SUPPLIED TEXT:
=======
Matt and List,
>Phil writes:
>>He radically asserted that God was NOT his Father in Eden. Sounds relevent
to the Kline vs. Murray question of grace in the garden doesn't it?<<
Matt writes:
'Sounds relevant and '*is* relevant' are two different things. The
disagreements between Murray and Kline on the covenant are many....but this
is certainly NOT one of then. Frankly, I don't know if the implied
conclusion here is a lack of understanding just what Kline says or rather an
admission that Kline's position has not been digested carefully.
PH:
The implied conclusion was not that Kline rejects the fatherhood of God, but
that the removal of the idea of condescending grace in the garden is
destructive
in that direction. If the idea of dependence and the more ultimate
condescending
filial (gracious) nature of the covenant is removed, you may as well deny
the
Fatherhood of God.
Matt writes:
At least in the case of Shepherd, Andy and I have actually attempted to back
up our criticism with some interaction with Shepherd's own words. So far
the only interaction with Kline's own work has been Andy's resending the
initial essay that Dr. Kline wrote for _New Horizons_ in the early
90's....and nobody that I've seen so far has attempted to respond to that
directly at all! These latest e-mails amount to nothing more than hearsay
about what one *thinks* Kline *might* be saying...unless you can back up
your claims with actual citations.
PH:
Will do. See below.
Matt writes:
To even imply that Kline denies that God was *not* Adam's Father in Eden
borders on the ludicrous.
PH:
Didn't intend to imply he does. The point is that if "simple justice" is
abstracted
from covenant, and absolutized, God's fatherly relationship with Adam AND
Christ would be excluded. There would be no dependence in either.
This would be an impersonal brute merit, not the one of Scripture.
Matt quotes Kline:
"Furthermore, though Adam could not enrich God by adding to his glory, it
was nevertheless precisely the purpose of man's existence to glorify God,
which he does when he responds in obedience to the revelation of God's will.
And according to the revelation of covenantal justice, God performs justice
and man receives his proper desert when God's glorifies the man who
glorifies him.
=======
RECORDED INFORMATION:
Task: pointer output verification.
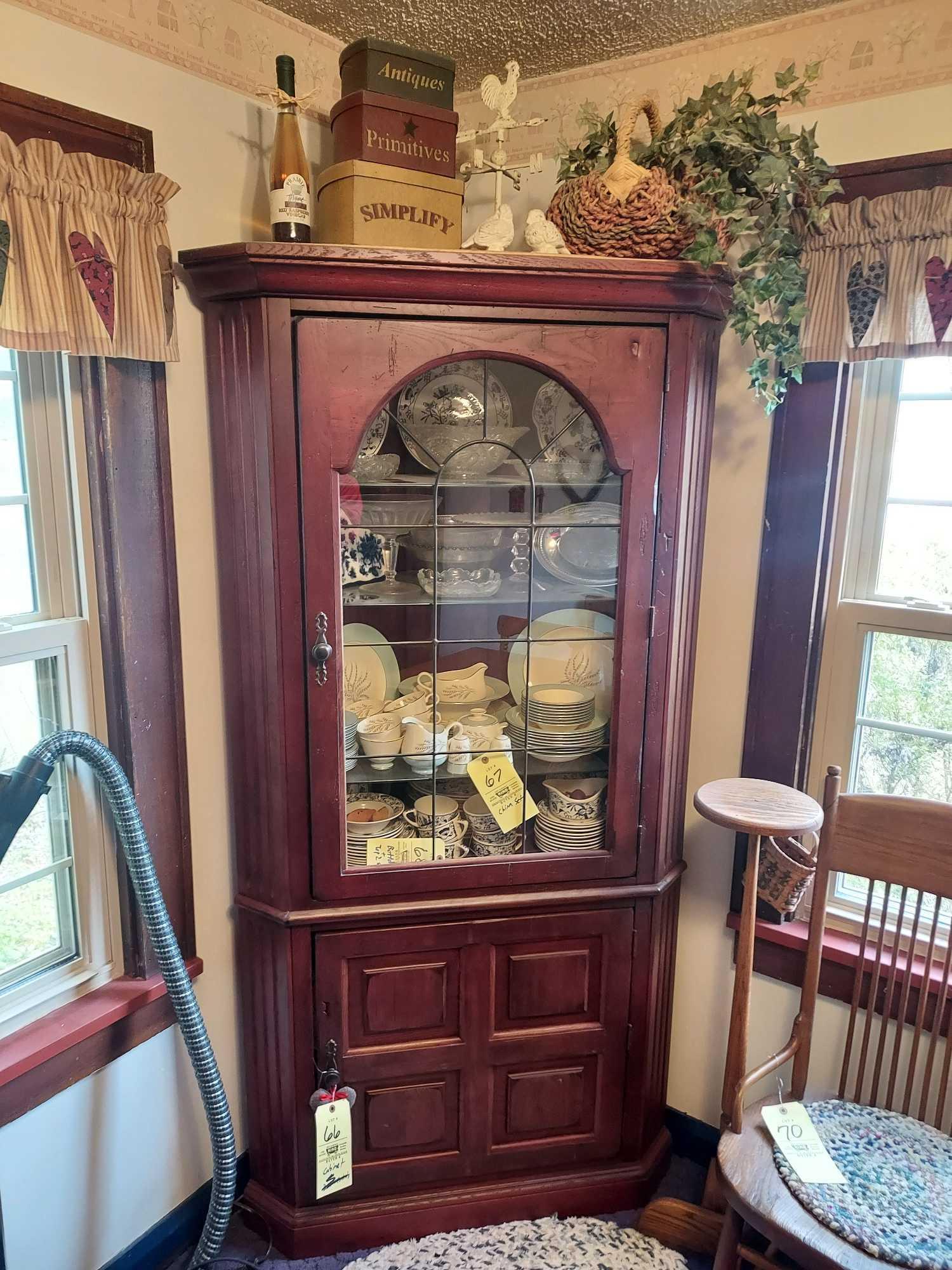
=======
EXERCISE REQUIREMENTS:
A. In the email thread, rewrite the passage starting at "This would be" and ending at "glorifies him.", swapping "Adam" for "the first man".
B. According to the email thread, what has Andy resent as the only interaction so far with Kline's own work?

COMPLETE ANSWERS:
A.
This would be an impersonal brute merit, not the one of Scripture.
Matt quotes Kline:
"Furthermore, though the first man could not enrich God by adding to his glory, it
was nevertheless precisely the purpose of man's existence to glorify God,
which he does when he responds in obedience to the revelation of God's will.
And according to the revelation of covenantal justice, God performs justice
and man receives his proper desert when God's glorifies the man who
glorifies him.

B. The initial essay Dr. Kline wrote for New Horizons in the early '90s.